Direction 1: Count the lines in the records below that contain the string "wall", and reply with only that number.

==========

When the Boys Meet the Girls is the eighth studio album by the American R&B vocal group Sister Sledge, released on June 7, 1985, by Atlantic Records. It was the group's first release on the Atlantic label.

Background
Prior to this album, the group's releases had been released under the Cotillion label, a subsidiary of Atlantic which became defunct in 1985. Produced by Nile Rodgers, this album reached number nineteen in the UK charts. The two singles released from this album charted in the UK, "Frankie", released in June 1985 peaked at number one; spending seventeen weeks on the charts. The single was later was certified gold by the BPI in July 1985. The other single, "Dancing on the Jagged Edge",Released in August 1985 peaked at number 50 on the charts in the UK.

==========

Direction 2: In the passage about the Sister Sledge album, who produced When the Boys Meet the Girls?

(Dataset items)
==========

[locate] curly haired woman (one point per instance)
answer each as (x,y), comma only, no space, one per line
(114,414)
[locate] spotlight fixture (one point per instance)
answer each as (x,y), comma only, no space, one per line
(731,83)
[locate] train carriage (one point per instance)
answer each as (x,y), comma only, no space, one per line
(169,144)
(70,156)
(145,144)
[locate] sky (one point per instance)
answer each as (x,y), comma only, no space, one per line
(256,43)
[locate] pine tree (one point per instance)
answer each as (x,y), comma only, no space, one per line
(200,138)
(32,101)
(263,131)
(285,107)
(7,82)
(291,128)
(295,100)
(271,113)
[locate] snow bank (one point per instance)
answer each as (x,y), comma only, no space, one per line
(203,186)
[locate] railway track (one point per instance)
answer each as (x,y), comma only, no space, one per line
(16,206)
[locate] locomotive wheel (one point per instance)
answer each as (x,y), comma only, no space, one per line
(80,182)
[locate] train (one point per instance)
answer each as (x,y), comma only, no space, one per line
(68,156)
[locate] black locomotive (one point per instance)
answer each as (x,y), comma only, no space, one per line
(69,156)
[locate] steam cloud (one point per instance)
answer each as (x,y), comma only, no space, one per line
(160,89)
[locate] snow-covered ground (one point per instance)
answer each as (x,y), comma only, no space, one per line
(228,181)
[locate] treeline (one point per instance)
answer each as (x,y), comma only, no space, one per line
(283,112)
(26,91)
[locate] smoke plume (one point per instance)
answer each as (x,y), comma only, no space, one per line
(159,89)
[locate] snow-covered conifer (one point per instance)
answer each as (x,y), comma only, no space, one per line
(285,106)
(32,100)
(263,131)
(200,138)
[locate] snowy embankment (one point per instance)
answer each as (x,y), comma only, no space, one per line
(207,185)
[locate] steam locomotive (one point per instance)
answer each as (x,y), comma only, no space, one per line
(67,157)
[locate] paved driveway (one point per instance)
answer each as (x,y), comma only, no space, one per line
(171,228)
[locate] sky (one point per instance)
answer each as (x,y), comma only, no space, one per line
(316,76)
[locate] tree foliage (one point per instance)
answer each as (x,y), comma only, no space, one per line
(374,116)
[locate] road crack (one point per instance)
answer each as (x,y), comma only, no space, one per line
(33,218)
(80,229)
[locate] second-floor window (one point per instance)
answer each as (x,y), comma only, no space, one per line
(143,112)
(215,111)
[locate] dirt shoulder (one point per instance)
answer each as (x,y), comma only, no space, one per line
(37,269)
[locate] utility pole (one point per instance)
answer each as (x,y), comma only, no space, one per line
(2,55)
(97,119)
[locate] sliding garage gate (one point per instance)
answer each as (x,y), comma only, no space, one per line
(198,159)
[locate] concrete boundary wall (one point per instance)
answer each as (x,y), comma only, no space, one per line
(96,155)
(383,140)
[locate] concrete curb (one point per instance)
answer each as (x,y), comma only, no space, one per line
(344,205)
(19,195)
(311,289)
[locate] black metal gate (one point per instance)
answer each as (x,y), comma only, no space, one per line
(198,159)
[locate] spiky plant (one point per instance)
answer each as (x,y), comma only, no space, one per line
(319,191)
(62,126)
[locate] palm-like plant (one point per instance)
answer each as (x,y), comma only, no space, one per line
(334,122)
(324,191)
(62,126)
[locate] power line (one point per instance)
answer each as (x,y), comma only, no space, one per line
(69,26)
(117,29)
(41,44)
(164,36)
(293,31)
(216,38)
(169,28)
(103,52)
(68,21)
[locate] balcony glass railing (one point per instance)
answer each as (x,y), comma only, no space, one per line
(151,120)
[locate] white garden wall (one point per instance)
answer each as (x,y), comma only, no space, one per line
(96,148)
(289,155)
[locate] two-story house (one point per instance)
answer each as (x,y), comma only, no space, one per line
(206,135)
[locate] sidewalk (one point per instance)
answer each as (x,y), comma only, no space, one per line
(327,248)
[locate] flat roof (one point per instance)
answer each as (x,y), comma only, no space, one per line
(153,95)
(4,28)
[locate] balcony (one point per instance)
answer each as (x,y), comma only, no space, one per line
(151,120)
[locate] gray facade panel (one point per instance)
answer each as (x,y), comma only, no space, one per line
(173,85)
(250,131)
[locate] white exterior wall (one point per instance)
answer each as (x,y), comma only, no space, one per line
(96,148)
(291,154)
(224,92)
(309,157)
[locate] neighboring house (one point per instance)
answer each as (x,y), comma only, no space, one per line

==========

Expected output 1: 3

Expected output 2: Nile Rodgers